═══ Source passage

Curiously enough, in this instance the interests of the U.S. Administration and those of the corrupt and self-serving Fatah warlords and bureaucrats coincide entirely. So entrenched was the sense in Fatah’s leadership of entitlement to rule over the Palestinians that its activist leadership had been pressing Abbas, from the moment the election results were announced, to move to topple Hamas. The fact that Fatah had been repudiated by the people would have demanded a thorough reorganization and democratization, a political “long march” in which the organization restored its standing among ordinary Palestinians by standing by them, working for them, listening to them and articulating their aspirations, as Hamas had done so successfully. Instead, the Fatah leadership demanded that Abbas make a coup and reinstate them, restoring their power of patronage.

And Condoleezza Rice, in her typically callous arrogance (remember those “birthpangs of a New Middle East” that shook Beirut last summer?) supported them: The Palestinian people would have to pay for their folly in defying her and electing Hamas, and would have to keep paying until they were ready to recant.

Malley, who knows Abbas well from his own days as a Clinton Administration official at Camp David – one who declined to drink the self-serving Kool Aid his old boss offered by way of explaining the all-too-predictable failure failure of those talks — makes clear that Rice’s strategy actually contradicts Abbas’s own preferences, but that he’s being forced to play along or else reconcile himself to oblivion.

══════
═══ Input rows

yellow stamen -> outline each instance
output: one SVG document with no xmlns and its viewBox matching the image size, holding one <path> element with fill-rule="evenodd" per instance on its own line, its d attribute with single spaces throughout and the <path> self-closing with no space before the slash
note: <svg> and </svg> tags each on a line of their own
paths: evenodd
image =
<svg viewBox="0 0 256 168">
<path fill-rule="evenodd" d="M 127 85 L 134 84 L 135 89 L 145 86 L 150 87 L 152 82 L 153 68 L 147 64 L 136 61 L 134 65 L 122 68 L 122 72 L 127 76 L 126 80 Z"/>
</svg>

══════

→ **Set exercise 1**: Reproduce the passage on Fatah word for word, starting at "And Condoleezza Rice, in" and ending at "ready to recant.".
→ **Set exercise 2**: Rewrite every line of the listing as a numbered list, leaving out any blank lines.
The passage on Fatah and the listing come from unrelated sources.

→ **Exercise response 1**:
And Condoleezza Rice, in her typically callous arrogance (remember those “birthpangs of a New Middle East” that shook Beirut last summer?) supported them: The Palestinian people would have to pay for their folly in defying her and electing Hamas, and would have to keep paying until they were ready to recant.

→ **Exercise response 2**:
1. yellow stamen -> outline each instance
2. output: one SVG document with no xmlns and its viewBox matching the image size, holding one <path> element with fill-rule="evenodd" per instance on its own line, its d attribute with single spaces throughout and the <path> self-closing with no space before the slash
3. note: <svg> and </svg> tags each on a line of their own
4. paths: evenodd
5. image =
6. <svg viewBox="0 0 256 168">
7. <path fill-rule="evenodd" d="M 127 85 L 134 84 L 135 89 L 145 86 L 150 87 L 152 82 L 153 68 L 147 64 L 136 61 L 134 65 L 122 68 L 122 72 L 127 76 L 126 80 Z"/>
8. </svg>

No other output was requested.